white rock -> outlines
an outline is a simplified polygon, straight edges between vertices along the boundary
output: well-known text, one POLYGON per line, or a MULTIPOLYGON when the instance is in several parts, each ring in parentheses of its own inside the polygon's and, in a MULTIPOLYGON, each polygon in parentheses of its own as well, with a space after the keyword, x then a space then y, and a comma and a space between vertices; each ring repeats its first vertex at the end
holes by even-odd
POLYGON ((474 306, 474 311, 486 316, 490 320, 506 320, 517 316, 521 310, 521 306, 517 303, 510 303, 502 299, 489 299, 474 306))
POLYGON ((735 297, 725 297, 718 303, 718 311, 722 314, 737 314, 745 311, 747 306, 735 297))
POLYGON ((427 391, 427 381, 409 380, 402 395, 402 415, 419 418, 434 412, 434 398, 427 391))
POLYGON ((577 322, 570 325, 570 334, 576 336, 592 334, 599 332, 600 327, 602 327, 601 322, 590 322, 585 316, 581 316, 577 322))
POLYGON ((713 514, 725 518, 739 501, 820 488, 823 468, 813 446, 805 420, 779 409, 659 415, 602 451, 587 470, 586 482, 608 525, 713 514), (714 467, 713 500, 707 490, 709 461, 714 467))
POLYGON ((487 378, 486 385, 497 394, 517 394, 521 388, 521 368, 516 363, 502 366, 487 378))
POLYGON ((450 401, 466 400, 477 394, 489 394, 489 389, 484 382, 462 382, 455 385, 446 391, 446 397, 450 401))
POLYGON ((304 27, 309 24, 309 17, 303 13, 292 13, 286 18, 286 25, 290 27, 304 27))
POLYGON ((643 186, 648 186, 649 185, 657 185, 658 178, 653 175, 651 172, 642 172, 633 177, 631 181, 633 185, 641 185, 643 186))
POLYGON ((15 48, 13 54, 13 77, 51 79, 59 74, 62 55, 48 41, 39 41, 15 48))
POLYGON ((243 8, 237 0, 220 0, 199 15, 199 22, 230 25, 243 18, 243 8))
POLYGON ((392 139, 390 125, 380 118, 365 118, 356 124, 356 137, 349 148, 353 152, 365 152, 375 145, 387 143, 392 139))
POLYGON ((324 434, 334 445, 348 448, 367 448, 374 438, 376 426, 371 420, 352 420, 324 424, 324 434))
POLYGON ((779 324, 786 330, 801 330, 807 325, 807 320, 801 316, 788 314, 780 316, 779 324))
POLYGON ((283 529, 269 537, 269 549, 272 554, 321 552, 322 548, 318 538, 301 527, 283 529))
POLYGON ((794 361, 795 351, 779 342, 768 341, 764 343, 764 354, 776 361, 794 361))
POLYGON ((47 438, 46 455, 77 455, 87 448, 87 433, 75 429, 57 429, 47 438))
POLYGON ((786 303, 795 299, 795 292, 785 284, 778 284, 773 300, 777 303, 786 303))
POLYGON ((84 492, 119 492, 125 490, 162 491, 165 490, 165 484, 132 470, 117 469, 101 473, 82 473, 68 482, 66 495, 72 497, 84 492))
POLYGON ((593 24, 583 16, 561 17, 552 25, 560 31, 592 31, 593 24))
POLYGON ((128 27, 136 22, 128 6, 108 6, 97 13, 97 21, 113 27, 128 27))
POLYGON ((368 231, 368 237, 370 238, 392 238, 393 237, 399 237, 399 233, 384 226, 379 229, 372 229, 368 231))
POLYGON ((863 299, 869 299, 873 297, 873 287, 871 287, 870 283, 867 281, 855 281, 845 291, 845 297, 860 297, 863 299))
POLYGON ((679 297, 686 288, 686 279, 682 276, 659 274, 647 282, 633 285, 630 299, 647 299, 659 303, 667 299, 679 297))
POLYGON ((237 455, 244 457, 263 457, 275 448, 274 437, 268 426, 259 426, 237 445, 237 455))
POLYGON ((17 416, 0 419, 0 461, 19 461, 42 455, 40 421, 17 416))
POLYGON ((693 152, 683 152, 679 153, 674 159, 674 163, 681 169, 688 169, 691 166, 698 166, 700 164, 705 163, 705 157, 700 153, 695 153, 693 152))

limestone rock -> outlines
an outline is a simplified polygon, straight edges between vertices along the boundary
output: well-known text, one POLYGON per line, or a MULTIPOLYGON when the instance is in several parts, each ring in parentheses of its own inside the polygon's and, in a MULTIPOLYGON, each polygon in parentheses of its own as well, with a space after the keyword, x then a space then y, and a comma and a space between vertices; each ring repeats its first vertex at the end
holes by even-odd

☆ ☆ ☆ ☆ ☆

§ THE EXERCISE
Extract every entry above and reproduce each of its lines word for word, with no changes.

§ PROBLEM SOLUTION
white rock -> outlines
an outline is a simplified polygon, straight edges between vertices along the boundary
output: well-known text, one POLYGON per line, or a MULTIPOLYGON when the instance is in several parts, each ring in parentheses of its own inside the polygon's and, in a MULTIPOLYGON, each polygon in parentheses of its own as well, with a space after the keyword, x then a space then y, and a comma and a space between vertices; each ring repeats its first vertex at the end
holes by even-odd
POLYGON ((474 306, 474 311, 486 316, 490 320, 506 320, 517 316, 521 310, 521 306, 517 303, 510 303, 502 299, 489 299, 474 306))
POLYGON ((735 297, 725 297, 718 303, 718 311, 722 314, 737 314, 745 311, 747 306, 735 297))
POLYGON ((427 391, 427 381, 409 380, 402 395, 402 415, 419 418, 434 412, 434 398, 427 391))
POLYGON ((577 322, 570 325, 570 334, 576 336, 592 334, 599 332, 600 327, 602 327, 601 322, 590 322, 585 316, 581 316, 577 322))
POLYGON ((713 514, 725 518, 739 501, 820 488, 823 468, 813 446, 805 420, 779 409, 659 415, 602 451, 587 470, 586 482, 608 525, 713 514), (714 467, 713 500, 707 490, 709 461, 714 467))
POLYGON ((487 378, 486 385, 497 394, 517 394, 521 388, 521 368, 516 363, 502 366, 487 378))
POLYGON ((450 401, 466 400, 477 394, 489 394, 489 389, 484 382, 462 382, 455 385, 446 391, 446 397, 450 401))
POLYGON ((304 27, 309 24, 309 17, 303 13, 292 13, 286 18, 286 25, 290 27, 304 27))
POLYGON ((643 186, 648 186, 649 185, 657 185, 658 178, 653 175, 651 172, 642 172, 633 177, 631 181, 633 185, 641 185, 643 186))
POLYGON ((15 48, 13 54, 13 77, 51 79, 59 74, 62 55, 48 41, 39 41, 15 48))
POLYGON ((243 8, 237 0, 220 0, 199 15, 199 22, 230 25, 243 18, 243 8))
POLYGON ((392 139, 390 125, 380 118, 365 118, 356 124, 356 137, 349 148, 353 152, 365 152, 375 145, 387 143, 392 139))
POLYGON ((324 434, 334 445, 348 448, 367 448, 374 438, 376 426, 371 420, 352 420, 324 424, 324 434))
POLYGON ((779 324, 786 330, 801 330, 807 325, 807 320, 801 316, 788 314, 780 316, 779 324))
POLYGON ((283 529, 269 537, 269 549, 272 554, 321 552, 322 548, 318 538, 301 527, 283 529))
POLYGON ((794 361, 795 351, 779 342, 768 341, 764 343, 764 354, 776 361, 794 361))
POLYGON ((47 438, 46 455, 77 455, 87 448, 87 433, 75 429, 57 429, 47 438))
POLYGON ((786 303, 795 299, 795 292, 785 284, 778 284, 773 300, 777 303, 786 303))
POLYGON ((84 492, 119 492, 125 490, 162 491, 165 490, 165 484, 132 470, 117 469, 101 473, 82 473, 68 482, 66 495, 72 497, 84 492))
POLYGON ((593 24, 583 16, 561 17, 552 25, 560 31, 592 31, 593 24))
POLYGON ((128 27, 136 22, 128 6, 108 6, 97 13, 97 21, 113 27, 128 27))
POLYGON ((368 231, 368 237, 370 238, 392 238, 393 237, 399 237, 399 233, 384 226, 379 229, 372 229, 368 231))
POLYGON ((863 299, 869 299, 873 297, 873 287, 871 287, 870 283, 867 281, 855 281, 845 291, 845 297, 860 297, 863 299))
POLYGON ((679 297, 686 288, 686 279, 682 276, 659 274, 647 282, 633 285, 630 299, 647 299, 659 303, 667 299, 679 297))
POLYGON ((237 455, 244 457, 263 457, 275 448, 274 437, 268 426, 259 426, 237 445, 237 455))
POLYGON ((17 416, 0 419, 0 461, 19 461, 42 455, 40 421, 17 416))
POLYGON ((693 152, 683 152, 679 153, 674 159, 674 163, 681 169, 688 169, 691 166, 698 166, 700 164, 705 163, 705 157, 700 153, 695 153, 693 152))

limestone rock -> outlines
an outline is a simplified polygon, straight edges between vertices along the boundary
output: well-known text, one POLYGON per line, or a MULTIPOLYGON when the instance is in several parts, each ring in parentheses of its own inside the polygon's and, in a MULTIPOLYGON, each polygon in parentheses of its own as well, with a space after the keyword, x then a space then y, and a comma and a space between vertices; each ring repeats its first vertex at the end
holes by even-odd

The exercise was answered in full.